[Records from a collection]
"""

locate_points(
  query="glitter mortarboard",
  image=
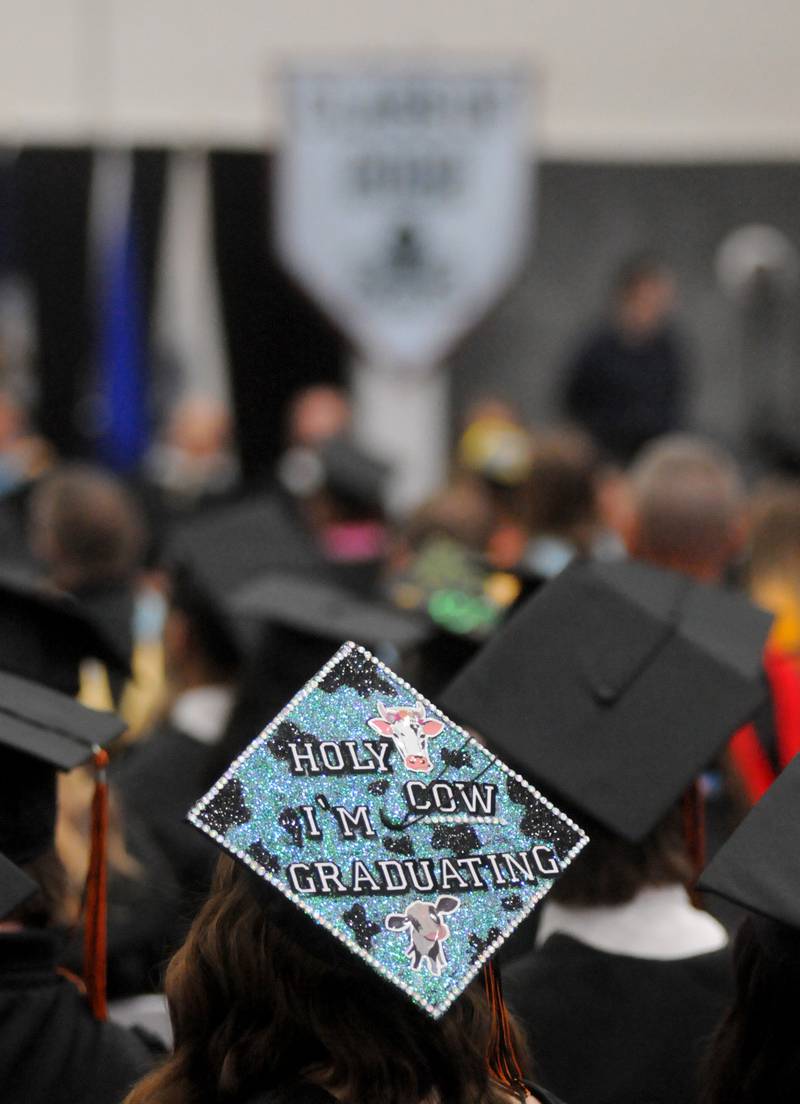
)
(391, 826)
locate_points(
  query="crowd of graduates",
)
(621, 626)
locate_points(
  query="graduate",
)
(294, 623)
(754, 1054)
(374, 859)
(54, 1047)
(612, 689)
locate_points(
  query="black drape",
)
(277, 340)
(52, 190)
(53, 197)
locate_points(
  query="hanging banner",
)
(404, 201)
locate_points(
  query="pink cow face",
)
(409, 731)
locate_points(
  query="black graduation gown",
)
(52, 1050)
(159, 781)
(614, 1029)
(144, 920)
(301, 1092)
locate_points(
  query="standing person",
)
(614, 687)
(754, 1055)
(332, 965)
(52, 1048)
(628, 383)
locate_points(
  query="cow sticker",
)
(427, 932)
(409, 731)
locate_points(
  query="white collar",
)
(202, 712)
(660, 922)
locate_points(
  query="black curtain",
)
(53, 202)
(52, 189)
(278, 341)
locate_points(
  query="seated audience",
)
(601, 690)
(754, 1054)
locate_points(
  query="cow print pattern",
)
(264, 858)
(460, 839)
(481, 944)
(291, 824)
(398, 845)
(362, 927)
(361, 675)
(226, 808)
(531, 818)
(286, 734)
(512, 903)
(456, 759)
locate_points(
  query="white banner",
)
(404, 201)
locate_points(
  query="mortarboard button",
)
(16, 887)
(391, 827)
(615, 686)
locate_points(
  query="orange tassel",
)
(501, 1060)
(694, 836)
(95, 922)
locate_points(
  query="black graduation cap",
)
(757, 867)
(616, 686)
(16, 887)
(234, 543)
(45, 635)
(41, 732)
(329, 613)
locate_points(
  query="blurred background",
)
(649, 128)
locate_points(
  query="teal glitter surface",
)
(391, 826)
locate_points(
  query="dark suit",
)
(52, 1051)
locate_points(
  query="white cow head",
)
(427, 932)
(408, 729)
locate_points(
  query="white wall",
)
(619, 78)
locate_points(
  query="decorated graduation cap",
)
(16, 887)
(328, 613)
(41, 732)
(231, 544)
(45, 635)
(391, 826)
(757, 867)
(615, 687)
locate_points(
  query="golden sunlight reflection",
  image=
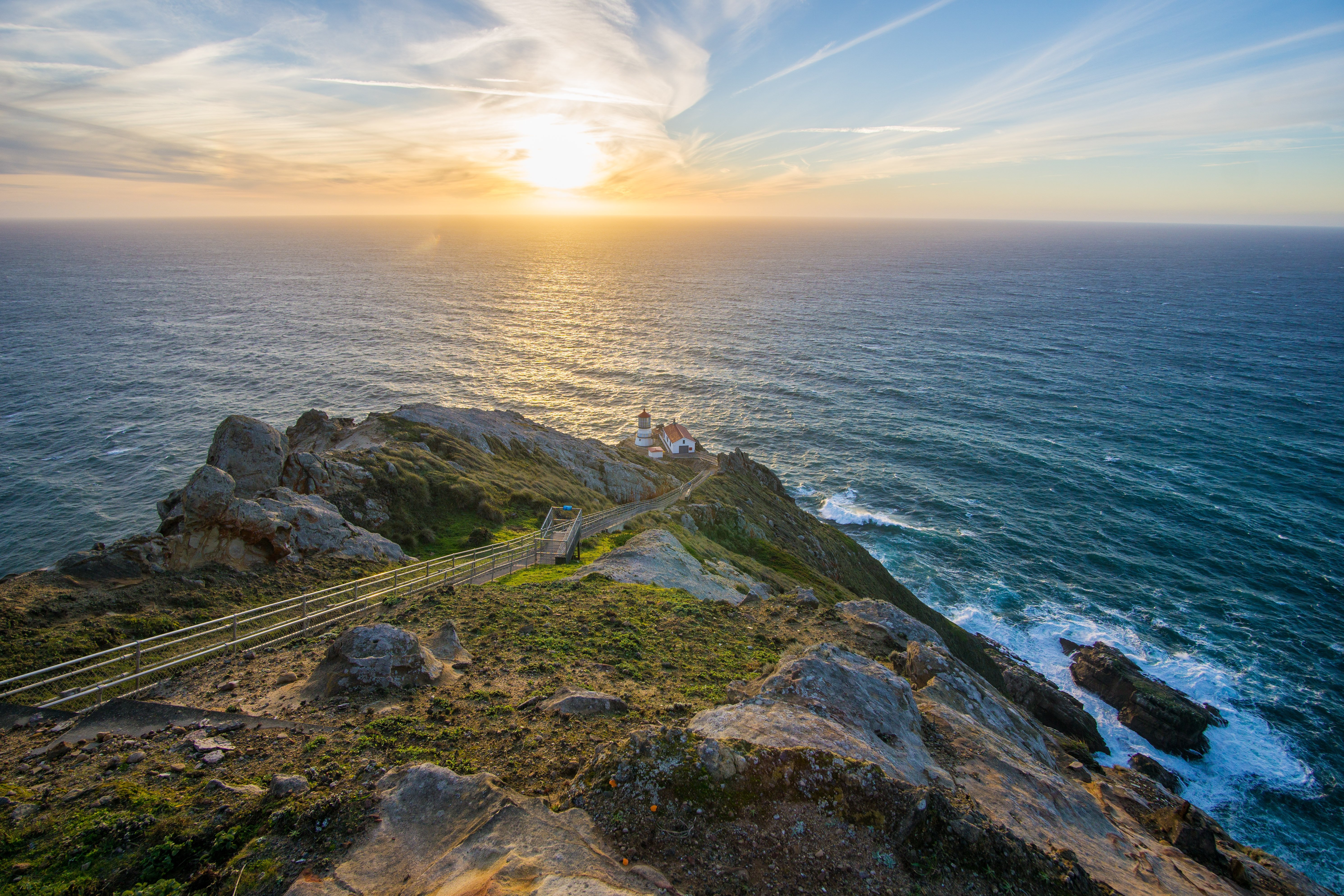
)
(558, 155)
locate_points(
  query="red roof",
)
(675, 432)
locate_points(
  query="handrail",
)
(135, 667)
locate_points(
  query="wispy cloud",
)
(831, 49)
(874, 130)
(578, 96)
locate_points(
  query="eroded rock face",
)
(447, 833)
(249, 450)
(1040, 696)
(885, 626)
(658, 558)
(377, 655)
(943, 679)
(835, 700)
(1164, 717)
(316, 432)
(206, 498)
(599, 467)
(273, 526)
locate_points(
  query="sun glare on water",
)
(558, 156)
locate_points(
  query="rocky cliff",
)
(729, 698)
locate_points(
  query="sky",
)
(1222, 111)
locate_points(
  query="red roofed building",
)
(672, 437)
(677, 439)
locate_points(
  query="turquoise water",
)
(1096, 432)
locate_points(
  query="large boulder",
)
(1160, 714)
(831, 699)
(1044, 699)
(439, 832)
(581, 703)
(315, 432)
(658, 558)
(206, 498)
(374, 656)
(885, 626)
(249, 450)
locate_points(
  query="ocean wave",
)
(1244, 756)
(843, 508)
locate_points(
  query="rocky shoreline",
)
(732, 696)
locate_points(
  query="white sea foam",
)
(843, 508)
(1242, 756)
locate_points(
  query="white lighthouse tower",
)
(644, 434)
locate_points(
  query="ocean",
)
(1128, 433)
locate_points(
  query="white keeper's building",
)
(671, 439)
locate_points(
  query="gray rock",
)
(831, 699)
(206, 498)
(316, 433)
(448, 648)
(597, 465)
(470, 835)
(886, 624)
(1040, 696)
(288, 786)
(1148, 766)
(658, 558)
(943, 679)
(242, 791)
(581, 703)
(803, 597)
(377, 655)
(251, 452)
(275, 526)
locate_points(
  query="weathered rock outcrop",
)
(597, 465)
(1044, 699)
(440, 832)
(658, 558)
(249, 450)
(885, 626)
(941, 679)
(1164, 717)
(210, 524)
(316, 433)
(738, 461)
(831, 699)
(379, 656)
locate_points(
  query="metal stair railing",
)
(135, 667)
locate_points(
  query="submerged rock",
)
(1160, 714)
(658, 558)
(440, 832)
(377, 655)
(1044, 699)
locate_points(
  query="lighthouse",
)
(644, 433)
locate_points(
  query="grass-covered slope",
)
(761, 522)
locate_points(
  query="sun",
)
(558, 156)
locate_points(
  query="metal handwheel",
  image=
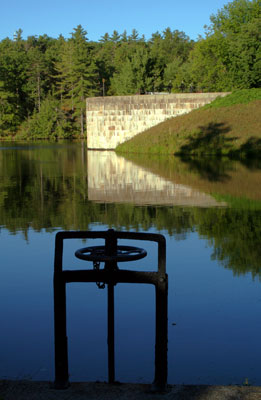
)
(98, 253)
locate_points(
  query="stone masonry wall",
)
(113, 120)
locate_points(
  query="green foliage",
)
(69, 70)
(230, 127)
(50, 122)
(242, 96)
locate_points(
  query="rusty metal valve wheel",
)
(124, 253)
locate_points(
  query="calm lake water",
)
(208, 210)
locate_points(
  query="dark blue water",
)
(214, 307)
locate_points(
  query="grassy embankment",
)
(228, 126)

"""

* WHAT IS ASKED:
Return all of the data exactly as written, and drop the pictures.

* TASK ANSWER:
locate_points(
  query="glitter mortarboard",
  image=
)
(391, 826)
locate_points(
  query="crowd of graduates",
)
(621, 626)
locate_points(
  query="graduate",
)
(294, 623)
(754, 1054)
(374, 859)
(54, 1047)
(612, 689)
locate_points(
  query="black drape",
)
(277, 340)
(52, 190)
(53, 197)
locate_points(
  query="hanging banner",
)
(404, 201)
locate_points(
  query="pink cow face",
)
(409, 731)
locate_points(
  query="black graduation gown",
)
(52, 1050)
(159, 781)
(614, 1029)
(144, 920)
(301, 1092)
locate_points(
  query="standing person",
)
(614, 687)
(754, 1055)
(332, 965)
(52, 1048)
(628, 383)
locate_points(
  query="cow sticker",
)
(427, 932)
(409, 731)
locate_points(
  query="white collar",
)
(202, 712)
(660, 922)
locate_points(
  query="black curtain",
)
(53, 202)
(52, 189)
(278, 341)
locate_points(
  query="seated audience",
)
(601, 690)
(754, 1054)
locate_points(
  query="cow print pattern",
)
(264, 858)
(460, 839)
(481, 944)
(291, 824)
(398, 845)
(362, 927)
(361, 675)
(226, 808)
(531, 818)
(286, 734)
(512, 903)
(456, 759)
locate_points(
  query="white banner",
)
(404, 201)
locate_points(
  query="mortarboard button",
)
(16, 887)
(391, 827)
(615, 686)
locate_points(
  query="orange tassel",
)
(501, 1060)
(694, 836)
(95, 922)
locate_points(
  query="black graduation cap",
)
(757, 867)
(616, 686)
(16, 887)
(234, 543)
(45, 635)
(41, 732)
(329, 613)
locate_points(
  query="blurred background",
)
(649, 128)
locate_points(
  query="teal glitter surface",
)
(391, 826)
locate_points(
  query="dark suit",
)
(52, 1051)
locate_points(
  query="white cow head",
)
(427, 932)
(408, 729)
locate_points(
  query="white wall",
)
(619, 78)
locate_points(
  query="decorated graduation cap",
)
(16, 887)
(328, 613)
(41, 732)
(231, 544)
(45, 635)
(391, 826)
(757, 867)
(615, 687)
locate_points(
  query="golden sunlight reflection",
  image=
)
(558, 155)
locate_points(
  query="red roof",
)
(675, 432)
locate_points(
  query="handrail",
)
(135, 667)
locate_points(
  query="wispy cloud",
)
(831, 49)
(874, 130)
(578, 96)
locate_points(
  query="eroded rock face",
)
(447, 833)
(249, 450)
(1040, 696)
(885, 626)
(658, 558)
(377, 655)
(943, 679)
(835, 700)
(1164, 717)
(316, 432)
(206, 498)
(599, 467)
(273, 526)
locate_points(
  query="sun glare on water",
)
(558, 156)
locate_points(
  query="rocky cliff",
)
(729, 698)
locate_points(
  query="sky",
)
(1222, 111)
locate_points(
  query="red roofed building",
)
(672, 437)
(677, 439)
locate_points(
  query="turquoise water",
)
(1096, 432)
locate_points(
  query="large boulder",
)
(1160, 714)
(831, 699)
(1044, 699)
(439, 832)
(581, 703)
(315, 432)
(658, 558)
(206, 498)
(374, 656)
(885, 626)
(249, 450)
locate_points(
  query="ocean wave",
)
(1244, 756)
(843, 508)
locate_points(
  query="rocky shoreline",
)
(732, 696)
locate_points(
  query="white sea foam",
)
(843, 508)
(1242, 756)
locate_points(
  query="white lighthouse tower",
)
(644, 434)
locate_points(
  query="ocean",
)
(1128, 433)
locate_points(
  query="white keeper's building",
)
(671, 439)
locate_points(
  query="gray rock",
)
(831, 699)
(206, 498)
(316, 433)
(448, 648)
(597, 465)
(470, 835)
(886, 624)
(1040, 696)
(288, 786)
(1148, 766)
(658, 558)
(943, 679)
(242, 791)
(581, 703)
(803, 597)
(377, 655)
(251, 452)
(275, 526)
locate_points(
  query="weathered rock outcrop",
)
(597, 465)
(1044, 699)
(440, 832)
(658, 558)
(249, 450)
(885, 626)
(941, 679)
(1164, 717)
(210, 524)
(316, 433)
(738, 461)
(831, 699)
(379, 656)
locate_points(
  query="metal stair railing",
)
(135, 667)
locate_points(
  query="submerged rock",
)
(1160, 714)
(658, 558)
(440, 832)
(377, 655)
(1044, 699)
locate_points(
  query="lighthouse",
)
(644, 433)
locate_points(
  query="grass-covered slope",
)
(761, 522)
locate_points(
  query="sun",
)
(558, 156)
locate_points(
  query="metal handwheel",
  image=
)
(98, 253)
locate_points(
  query="stone masonry wall",
)
(113, 120)
locate_points(
  query="green foliage",
)
(69, 70)
(230, 127)
(50, 122)
(242, 96)
locate_points(
  query="rusty metal valve wheel",
)
(124, 253)
locate_points(
  query="calm lake water",
)
(208, 210)
locate_points(
  query="dark blue water",
)
(214, 307)
locate_points(
  query="grassy embankment",
)
(228, 126)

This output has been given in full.